# START OF ENTRIES SHOWN

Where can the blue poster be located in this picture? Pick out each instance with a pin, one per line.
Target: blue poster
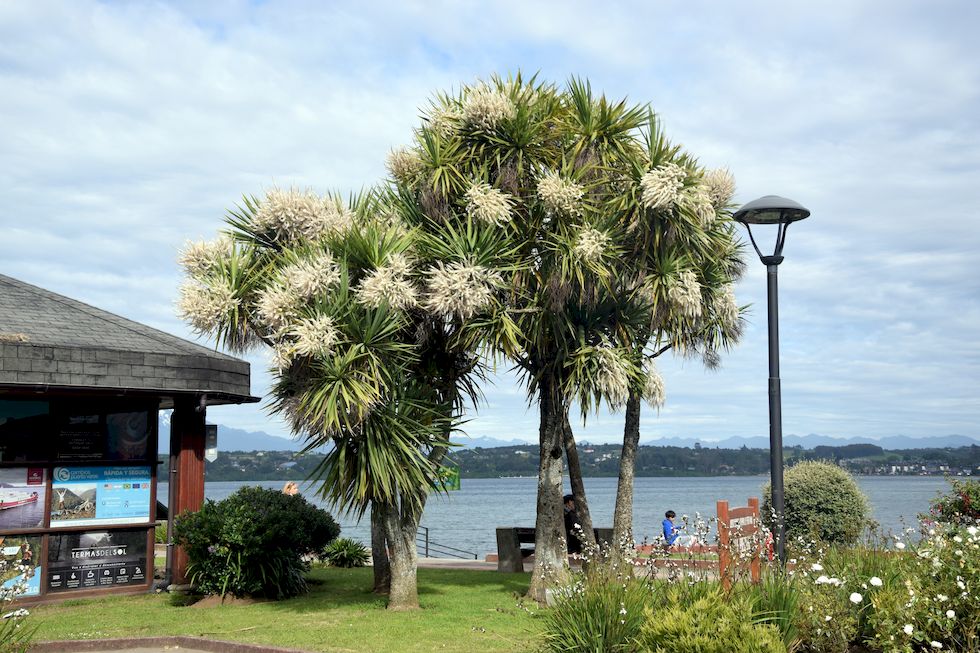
(88, 496)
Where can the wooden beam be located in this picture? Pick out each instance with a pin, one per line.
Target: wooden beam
(187, 444)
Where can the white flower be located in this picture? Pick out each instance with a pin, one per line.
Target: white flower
(487, 204)
(560, 195)
(309, 277)
(698, 202)
(685, 294)
(660, 188)
(461, 290)
(405, 165)
(315, 337)
(721, 186)
(292, 215)
(485, 108)
(654, 390)
(613, 376)
(591, 244)
(389, 284)
(206, 305)
(277, 306)
(199, 259)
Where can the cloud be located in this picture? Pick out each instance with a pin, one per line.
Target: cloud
(130, 128)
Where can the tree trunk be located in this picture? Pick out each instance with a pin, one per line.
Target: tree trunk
(623, 513)
(379, 549)
(550, 550)
(401, 526)
(578, 487)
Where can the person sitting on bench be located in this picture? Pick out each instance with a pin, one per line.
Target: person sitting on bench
(671, 535)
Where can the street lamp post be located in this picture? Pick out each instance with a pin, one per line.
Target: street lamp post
(775, 210)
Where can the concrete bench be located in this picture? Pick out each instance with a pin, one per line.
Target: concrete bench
(515, 544)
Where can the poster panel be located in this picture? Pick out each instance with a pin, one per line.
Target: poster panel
(80, 437)
(23, 497)
(92, 560)
(24, 430)
(93, 496)
(128, 435)
(20, 564)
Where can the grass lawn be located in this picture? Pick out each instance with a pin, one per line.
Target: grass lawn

# END OF ENTRIES SHOWN

EXERCISE:
Rewrite all of the lines above, changing every "Pick out" to "Mark" and keeping everything else as it is. Leave the pictures out.

EXERCISE OUTPUT:
Where can the blue poster be located in this picture? Mark each instance with a pin, one per line.
Target: blue poster
(88, 496)
Where can the wooden beam be located in this picture? Mark each instance with a pin, one per line.
Target: wooden beam
(187, 444)
Where can the white flower be located in this picture? Mark each instance with a pin, one per line.
Target: white flower
(487, 204)
(560, 195)
(309, 277)
(698, 202)
(685, 294)
(660, 188)
(461, 290)
(405, 165)
(315, 337)
(721, 186)
(292, 215)
(485, 108)
(654, 390)
(613, 376)
(591, 244)
(389, 284)
(206, 305)
(277, 306)
(199, 259)
Where can the cloud be located in this picture? Mark each instance with a pin, one per line.
Target: cloud
(130, 128)
Where can the tree trunk be located in this picture? Mark each instance with a pin, one per line.
Target: tree trunk
(623, 513)
(379, 549)
(550, 550)
(401, 526)
(578, 487)
Where can the person sitting on bench be located in this picture? Mark each instance with a pin, one per line.
Target: person sitting on bench
(671, 535)
Where can the street lamp post be located in this picture? Mark each instance with a pin, one per line.
Target: street lamp post
(775, 210)
Where can the concrete bench be located in this picture? Mark each instance with a pin, one per line.
Target: concrete bench
(515, 544)
Where can the poster panel be located in this picture? Mark each instance with a pin, one per line.
Target: poster panel
(80, 437)
(23, 497)
(92, 560)
(24, 430)
(93, 496)
(128, 435)
(20, 564)
Where can the grass lawn be located in this picture? Mark each instance with a pin, one per line.
Target: grass lawn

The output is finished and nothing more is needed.